Saved entries:

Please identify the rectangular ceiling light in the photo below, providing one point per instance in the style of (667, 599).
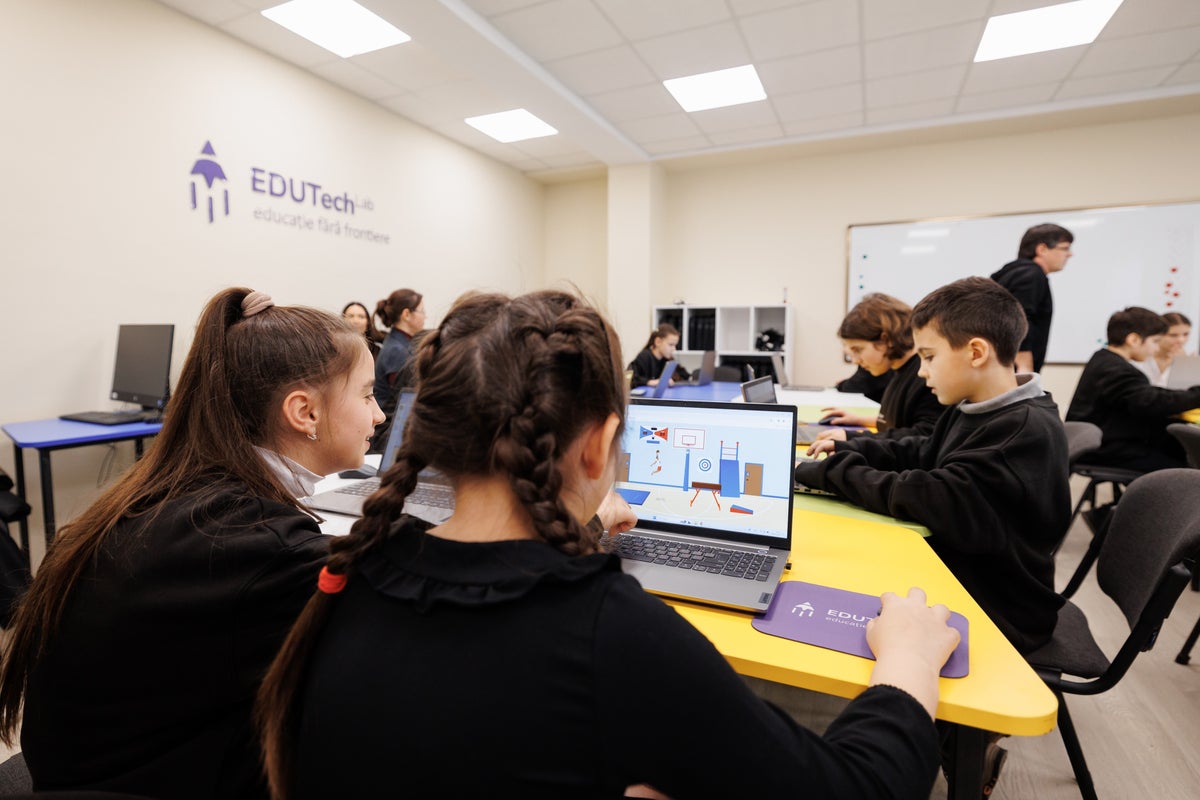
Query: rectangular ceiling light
(717, 89)
(341, 26)
(1050, 28)
(510, 126)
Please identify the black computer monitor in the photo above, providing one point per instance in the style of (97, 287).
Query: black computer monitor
(142, 373)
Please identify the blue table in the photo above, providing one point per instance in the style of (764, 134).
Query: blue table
(46, 437)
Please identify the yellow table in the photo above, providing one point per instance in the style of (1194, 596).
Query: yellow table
(1000, 693)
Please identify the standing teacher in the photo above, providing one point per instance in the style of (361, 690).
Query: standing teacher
(1044, 250)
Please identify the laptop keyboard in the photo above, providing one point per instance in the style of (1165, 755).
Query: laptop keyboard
(718, 560)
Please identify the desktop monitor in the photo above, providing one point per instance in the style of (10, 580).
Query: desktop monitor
(142, 373)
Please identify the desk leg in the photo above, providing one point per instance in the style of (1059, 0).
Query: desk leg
(18, 458)
(43, 459)
(966, 750)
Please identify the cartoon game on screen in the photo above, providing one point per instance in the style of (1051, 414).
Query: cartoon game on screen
(699, 475)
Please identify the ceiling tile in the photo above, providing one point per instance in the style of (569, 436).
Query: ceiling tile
(1123, 82)
(1021, 71)
(811, 71)
(1151, 16)
(882, 18)
(825, 124)
(1139, 52)
(688, 53)
(214, 12)
(652, 100)
(640, 19)
(1017, 97)
(357, 79)
(907, 113)
(557, 29)
(677, 146)
(927, 49)
(599, 71)
(411, 65)
(658, 128)
(915, 88)
(821, 103)
(748, 136)
(733, 118)
(808, 28)
(1186, 74)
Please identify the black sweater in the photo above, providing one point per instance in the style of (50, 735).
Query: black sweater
(510, 669)
(147, 686)
(907, 407)
(991, 487)
(1029, 283)
(648, 367)
(1132, 414)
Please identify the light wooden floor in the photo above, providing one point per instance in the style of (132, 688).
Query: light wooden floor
(1141, 738)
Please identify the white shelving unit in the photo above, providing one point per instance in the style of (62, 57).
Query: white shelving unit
(730, 330)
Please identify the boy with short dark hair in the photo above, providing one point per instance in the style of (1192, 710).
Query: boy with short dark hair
(990, 481)
(1117, 397)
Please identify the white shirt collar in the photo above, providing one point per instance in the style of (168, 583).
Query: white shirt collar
(297, 479)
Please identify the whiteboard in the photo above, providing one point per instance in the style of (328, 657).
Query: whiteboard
(1127, 256)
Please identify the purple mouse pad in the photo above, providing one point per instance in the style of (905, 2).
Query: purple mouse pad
(837, 619)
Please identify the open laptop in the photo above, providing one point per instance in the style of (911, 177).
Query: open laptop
(707, 370)
(712, 487)
(431, 500)
(1185, 372)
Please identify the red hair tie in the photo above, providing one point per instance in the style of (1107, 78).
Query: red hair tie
(330, 583)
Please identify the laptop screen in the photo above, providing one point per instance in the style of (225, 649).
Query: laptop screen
(711, 469)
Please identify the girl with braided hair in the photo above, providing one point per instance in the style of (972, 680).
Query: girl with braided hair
(141, 643)
(504, 654)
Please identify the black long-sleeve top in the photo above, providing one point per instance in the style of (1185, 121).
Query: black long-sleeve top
(1132, 414)
(648, 367)
(990, 486)
(510, 669)
(148, 685)
(907, 407)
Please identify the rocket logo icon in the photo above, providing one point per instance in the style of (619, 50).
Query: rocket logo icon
(210, 170)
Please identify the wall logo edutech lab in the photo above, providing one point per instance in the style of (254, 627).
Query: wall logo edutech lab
(210, 170)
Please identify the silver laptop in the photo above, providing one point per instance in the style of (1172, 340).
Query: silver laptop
(712, 487)
(431, 500)
(1185, 372)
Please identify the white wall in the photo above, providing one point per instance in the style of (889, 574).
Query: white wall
(106, 108)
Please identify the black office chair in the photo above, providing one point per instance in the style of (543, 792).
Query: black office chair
(1188, 437)
(1141, 566)
(1083, 439)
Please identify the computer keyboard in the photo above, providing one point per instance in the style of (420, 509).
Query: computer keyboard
(718, 560)
(105, 417)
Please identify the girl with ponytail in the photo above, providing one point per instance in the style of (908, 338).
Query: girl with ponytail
(135, 657)
(504, 654)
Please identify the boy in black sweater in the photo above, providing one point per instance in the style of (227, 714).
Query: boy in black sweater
(1119, 398)
(990, 481)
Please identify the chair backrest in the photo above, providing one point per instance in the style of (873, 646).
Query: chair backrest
(1188, 437)
(1081, 438)
(1155, 527)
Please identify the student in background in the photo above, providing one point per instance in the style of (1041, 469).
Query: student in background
(877, 335)
(1044, 248)
(143, 638)
(501, 654)
(1158, 366)
(990, 481)
(360, 319)
(659, 349)
(865, 384)
(1116, 396)
(403, 314)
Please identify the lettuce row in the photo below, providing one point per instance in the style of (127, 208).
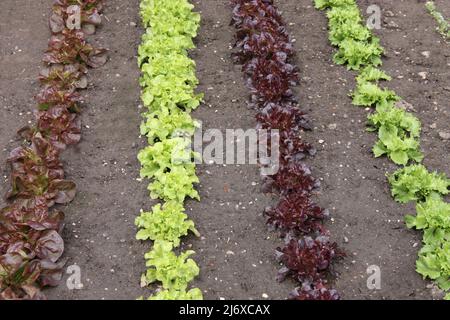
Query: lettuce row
(398, 133)
(168, 84)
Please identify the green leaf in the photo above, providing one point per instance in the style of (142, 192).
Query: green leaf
(174, 272)
(168, 223)
(415, 183)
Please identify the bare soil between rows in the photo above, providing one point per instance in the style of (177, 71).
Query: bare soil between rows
(236, 250)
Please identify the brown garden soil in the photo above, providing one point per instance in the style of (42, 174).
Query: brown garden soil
(236, 250)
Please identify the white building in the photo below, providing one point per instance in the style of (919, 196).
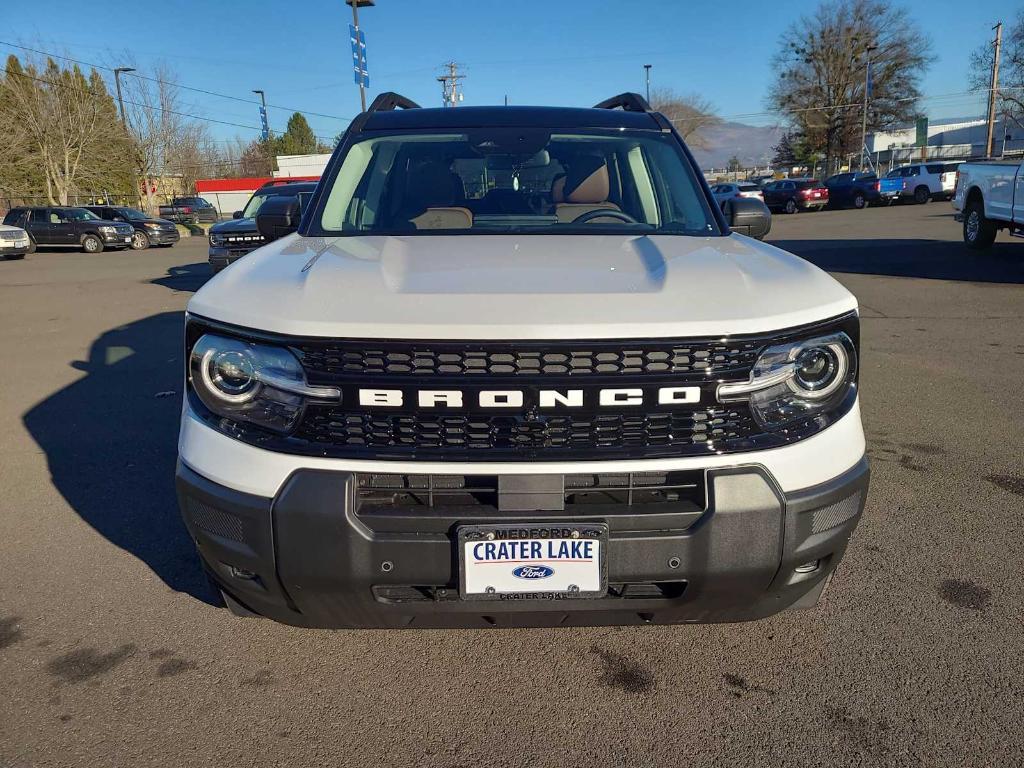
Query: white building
(301, 165)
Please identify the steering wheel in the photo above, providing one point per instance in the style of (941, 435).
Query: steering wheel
(583, 218)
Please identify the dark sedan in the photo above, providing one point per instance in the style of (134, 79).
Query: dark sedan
(857, 189)
(148, 230)
(792, 195)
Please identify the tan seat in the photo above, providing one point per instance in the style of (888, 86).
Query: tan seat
(443, 218)
(432, 192)
(586, 188)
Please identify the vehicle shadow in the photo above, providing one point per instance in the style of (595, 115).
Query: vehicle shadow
(110, 439)
(935, 259)
(185, 278)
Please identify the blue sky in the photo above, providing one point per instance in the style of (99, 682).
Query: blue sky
(555, 51)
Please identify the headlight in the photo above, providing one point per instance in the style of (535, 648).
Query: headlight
(244, 381)
(798, 380)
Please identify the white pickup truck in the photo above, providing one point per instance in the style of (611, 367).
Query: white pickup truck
(989, 197)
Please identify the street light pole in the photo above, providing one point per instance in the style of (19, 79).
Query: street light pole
(355, 23)
(262, 98)
(863, 122)
(121, 101)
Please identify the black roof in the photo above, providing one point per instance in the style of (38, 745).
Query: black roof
(476, 117)
(292, 187)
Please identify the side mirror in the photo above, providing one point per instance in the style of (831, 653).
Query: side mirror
(280, 215)
(748, 216)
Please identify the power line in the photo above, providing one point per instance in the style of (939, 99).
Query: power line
(173, 84)
(165, 111)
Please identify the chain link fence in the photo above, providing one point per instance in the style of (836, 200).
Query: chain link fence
(129, 200)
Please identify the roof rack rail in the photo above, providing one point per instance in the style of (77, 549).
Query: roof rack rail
(391, 100)
(629, 101)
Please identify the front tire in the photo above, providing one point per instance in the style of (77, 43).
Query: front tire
(979, 232)
(92, 244)
(139, 241)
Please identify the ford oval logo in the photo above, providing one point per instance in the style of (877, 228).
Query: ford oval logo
(532, 571)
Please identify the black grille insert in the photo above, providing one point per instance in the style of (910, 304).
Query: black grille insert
(486, 436)
(331, 359)
(642, 489)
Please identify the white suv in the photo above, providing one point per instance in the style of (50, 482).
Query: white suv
(926, 181)
(516, 368)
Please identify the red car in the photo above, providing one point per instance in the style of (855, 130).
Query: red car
(792, 195)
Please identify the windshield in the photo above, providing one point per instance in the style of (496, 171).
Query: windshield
(78, 214)
(253, 206)
(516, 180)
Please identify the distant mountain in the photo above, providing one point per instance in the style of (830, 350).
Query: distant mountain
(754, 144)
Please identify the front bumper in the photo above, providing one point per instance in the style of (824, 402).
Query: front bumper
(163, 237)
(117, 240)
(13, 248)
(310, 556)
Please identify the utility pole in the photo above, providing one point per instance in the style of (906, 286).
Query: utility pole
(450, 85)
(355, 24)
(262, 114)
(121, 101)
(993, 89)
(867, 94)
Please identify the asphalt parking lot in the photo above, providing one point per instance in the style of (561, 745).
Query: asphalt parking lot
(112, 654)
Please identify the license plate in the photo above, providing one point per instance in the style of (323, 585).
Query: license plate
(532, 561)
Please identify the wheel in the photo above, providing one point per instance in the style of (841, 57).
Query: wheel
(139, 241)
(92, 244)
(979, 232)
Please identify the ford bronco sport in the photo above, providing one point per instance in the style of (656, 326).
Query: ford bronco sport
(515, 368)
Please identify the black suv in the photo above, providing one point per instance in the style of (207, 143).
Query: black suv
(230, 241)
(59, 225)
(148, 230)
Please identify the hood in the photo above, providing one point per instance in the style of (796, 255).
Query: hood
(520, 287)
(233, 225)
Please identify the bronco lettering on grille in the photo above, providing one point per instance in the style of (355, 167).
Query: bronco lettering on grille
(516, 398)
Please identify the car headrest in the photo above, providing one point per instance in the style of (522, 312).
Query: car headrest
(587, 180)
(429, 184)
(558, 188)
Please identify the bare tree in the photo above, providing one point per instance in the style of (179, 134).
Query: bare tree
(62, 122)
(157, 125)
(692, 115)
(820, 73)
(1010, 100)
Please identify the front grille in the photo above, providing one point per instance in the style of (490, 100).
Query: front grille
(249, 241)
(330, 359)
(413, 428)
(492, 437)
(648, 492)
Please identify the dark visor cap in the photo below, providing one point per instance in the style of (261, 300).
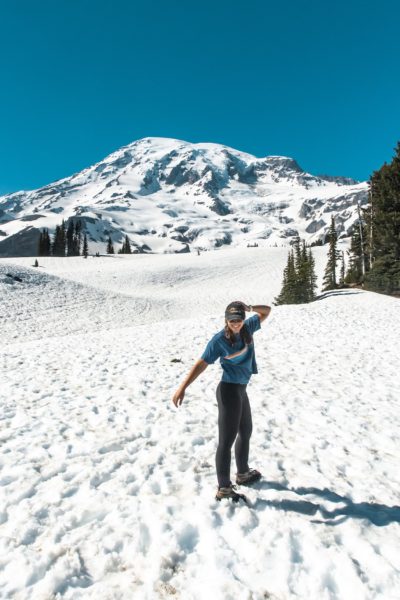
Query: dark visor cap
(234, 311)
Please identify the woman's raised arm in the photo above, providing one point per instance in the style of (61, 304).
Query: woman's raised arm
(198, 368)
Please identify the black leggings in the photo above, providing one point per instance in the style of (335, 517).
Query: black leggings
(234, 422)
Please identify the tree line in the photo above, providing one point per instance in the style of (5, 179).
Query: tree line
(71, 240)
(67, 240)
(373, 259)
(374, 255)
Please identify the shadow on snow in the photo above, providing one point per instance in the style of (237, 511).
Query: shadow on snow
(377, 514)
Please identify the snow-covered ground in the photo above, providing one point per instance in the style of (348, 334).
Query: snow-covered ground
(107, 490)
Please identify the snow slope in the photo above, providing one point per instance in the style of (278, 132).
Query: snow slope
(107, 490)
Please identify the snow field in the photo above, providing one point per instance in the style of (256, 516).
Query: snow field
(107, 491)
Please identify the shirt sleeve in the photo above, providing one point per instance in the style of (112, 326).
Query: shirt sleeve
(212, 352)
(253, 323)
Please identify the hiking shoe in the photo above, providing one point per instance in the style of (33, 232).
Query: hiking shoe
(249, 477)
(229, 493)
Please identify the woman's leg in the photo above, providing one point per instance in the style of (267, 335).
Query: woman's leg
(243, 439)
(229, 412)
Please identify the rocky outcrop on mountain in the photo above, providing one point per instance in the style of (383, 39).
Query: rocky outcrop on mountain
(173, 196)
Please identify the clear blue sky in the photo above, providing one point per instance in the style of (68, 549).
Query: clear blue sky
(315, 80)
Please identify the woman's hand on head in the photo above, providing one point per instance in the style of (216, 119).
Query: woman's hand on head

● Aim
Put the lines of the material above into a Markdown table with the columns "Row" and "Line", starting at the line that contains "Please identify the white shirt" and stopping after the line that contains "(1083, 439)". Number each row, omit blank lines, and include nothing outside that span.

● Correct result
| Row | Line |
|---|---|
| 1 | Please identify the white shirt collar in the photo above, providing one point per instance in the style of (168, 583). |
| 2 | Query: white shirt collar |
| 3 | (297, 479) |
| 4 | Please identify the whiteboard in the photo above, providing one point per instance in the style of (328, 657). |
| 5 | Query: whiteboard |
| 6 | (1127, 256) |
| 7 | Please identify the purple mouse pad in the photo above, providing one point per instance in the style of (905, 2). |
| 8 | Query: purple mouse pad |
| 9 | (837, 619) |
| 10 | Please identify the open laptop in the photo above, providing one point per instance in the style of (911, 177). |
| 11 | Query: open laptop |
| 12 | (707, 370) |
| 13 | (712, 487) |
| 14 | (431, 500) |
| 15 | (1185, 372) |
| 16 | Please identify the red hair tie in the photo above, providing one point per instance in the style of (1107, 78). |
| 17 | Query: red hair tie |
| 18 | (330, 583) |
| 19 | Please identify the laptop screen in the photo above, providing one point per instance in the style of (225, 649). |
| 20 | Query: laptop screen |
| 21 | (711, 469) |
| 22 | Please identify the girl with braided hair in the photo above, providing one point per instance in the style of (972, 680). |
| 23 | Query: girl with braided hair |
| 24 | (141, 643) |
| 25 | (504, 654) |
| 26 | Please identify the black long-sleeve top in the photo above, providing one point per instance in the style of (1185, 121). |
| 27 | Query: black long-sleeve top |
| 28 | (1132, 414) |
| 29 | (648, 367) |
| 30 | (990, 486) |
| 31 | (510, 669) |
| 32 | (148, 685) |
| 33 | (907, 407) |
| 34 | Please identify the rocket logo icon in the photo above, providing one point per instance in the style of (619, 50). |
| 35 | Query: rocket logo icon |
| 36 | (210, 170) |
| 37 | Please identify the wall logo edutech lab in the photo above, providing one point per instance in the style of (254, 627). |
| 38 | Query: wall logo edutech lab |
| 39 | (210, 170) |
| 40 | Please identify the silver laptop in the photo above, providing one point per instance in the style of (1172, 340). |
| 41 | Query: silver laptop |
| 42 | (712, 487) |
| 43 | (431, 500) |
| 44 | (1185, 372) |
| 45 | Please identify the white wall in the photo above, providing one point per instance in the style of (889, 574). |
| 46 | Query: white wall |
| 47 | (106, 108) |
| 48 | Please identify the black office chair in the photo above, providing one point per instance in the style of (543, 792). |
| 49 | Query: black office chair |
| 50 | (1188, 437) |
| 51 | (1141, 566) |
| 52 | (1083, 439) |